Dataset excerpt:
-=-=-
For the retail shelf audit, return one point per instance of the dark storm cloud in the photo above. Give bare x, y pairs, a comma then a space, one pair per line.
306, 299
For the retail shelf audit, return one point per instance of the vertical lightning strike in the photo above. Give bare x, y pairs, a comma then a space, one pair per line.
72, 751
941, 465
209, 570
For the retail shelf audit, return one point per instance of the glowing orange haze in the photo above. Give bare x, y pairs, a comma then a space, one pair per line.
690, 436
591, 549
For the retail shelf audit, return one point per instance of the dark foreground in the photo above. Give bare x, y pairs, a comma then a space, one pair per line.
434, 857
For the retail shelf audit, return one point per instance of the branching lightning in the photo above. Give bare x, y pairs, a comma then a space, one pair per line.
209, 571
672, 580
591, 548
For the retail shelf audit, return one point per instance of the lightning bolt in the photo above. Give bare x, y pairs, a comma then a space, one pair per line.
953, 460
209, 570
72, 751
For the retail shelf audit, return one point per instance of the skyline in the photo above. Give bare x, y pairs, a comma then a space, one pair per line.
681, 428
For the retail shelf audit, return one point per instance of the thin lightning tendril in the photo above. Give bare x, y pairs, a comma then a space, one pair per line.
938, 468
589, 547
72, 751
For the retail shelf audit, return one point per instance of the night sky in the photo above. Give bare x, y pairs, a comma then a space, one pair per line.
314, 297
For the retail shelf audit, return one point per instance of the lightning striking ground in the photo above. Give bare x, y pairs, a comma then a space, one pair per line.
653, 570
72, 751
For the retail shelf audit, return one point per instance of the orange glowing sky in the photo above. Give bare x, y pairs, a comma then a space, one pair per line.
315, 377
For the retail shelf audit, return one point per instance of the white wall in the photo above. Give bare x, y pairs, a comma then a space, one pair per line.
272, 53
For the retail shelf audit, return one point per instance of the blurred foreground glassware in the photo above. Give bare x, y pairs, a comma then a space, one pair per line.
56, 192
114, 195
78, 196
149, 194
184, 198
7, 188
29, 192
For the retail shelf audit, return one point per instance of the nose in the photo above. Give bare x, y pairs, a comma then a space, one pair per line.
-=-=-
Duplicate every item above verbatim, leaving each line unchanged.

For the retail shelf audit, return one point per instance of the dark storm cloud in the photo above. Give bare x, y pairs, a comma then a space, one pair per line.
306, 299
For the retail shelf audit, return one point per instance of the vertical lightning strike in the photo above. Give bare x, y pairs, a comma then a space, one pair per line.
72, 751
941, 465
209, 570
For the retail shelf audit, return one point per instance of the glowing orange haze in the photo above. Give bare x, y pairs, a comma then a space, one pair per line.
690, 436
591, 549
For the retail shelf audit, return one point per instance of the dark foreground in the photo above. Give bare x, y pairs, a comma then a space, one pair per line.
434, 857
For the retail shelf audit, return one point per instance of the branching lightning in the photo above. Give bare x, y pairs, a comma then a space, one pair per line.
209, 571
672, 580
591, 548
For the retail shelf audit, return one point per instance of the lightning bolt in the photo above. Give bare x, y pairs, a comma then a space, one pair per line.
953, 460
209, 570
72, 751
For the retail shelf audit, return one point per instance of the skyline in the photo above. Give bare x, y pairs, a comma then a space, one pair per line.
681, 428
For the retail shelf audit, return one point per instance of the thin lightning tendril in the photo above. Give bare x, y pairs, a comma then a space, one pair per line.
938, 468
589, 547
72, 751
For the retail shelf audit, return one point per instance of the night sky in the photo above. Give bare x, y pairs, a comma then a space, one pair per line.
314, 297
For the retail shelf audit, return one point per instance of the lightning striking ground in the photo above. Give bare x, y pairs, a comma then a space, one pair per line.
653, 570
72, 751
For the retail shelf audit, return one point per instance of the orange glowing sky in the photo above. Give bare x, y pairs, a comma then a space, one pair per line.
315, 377
For the retail shelf audit, return one point per instance of the white wall in the photo above. Give bare x, y pairs, a comma then a space, one pair per line.
272, 53
For the retail shelf audit, return one point per instance of the blurred foreground glassware in the photo above. Give bare x, y pairs, a comma then a space, one pair per line.
56, 192
114, 195
78, 196
149, 194
184, 198
7, 188
29, 192
For the retail shelf audit, return one point per instance of the nose in the photo above. Give bare x, y pairs, a comma then a space, one pair per line.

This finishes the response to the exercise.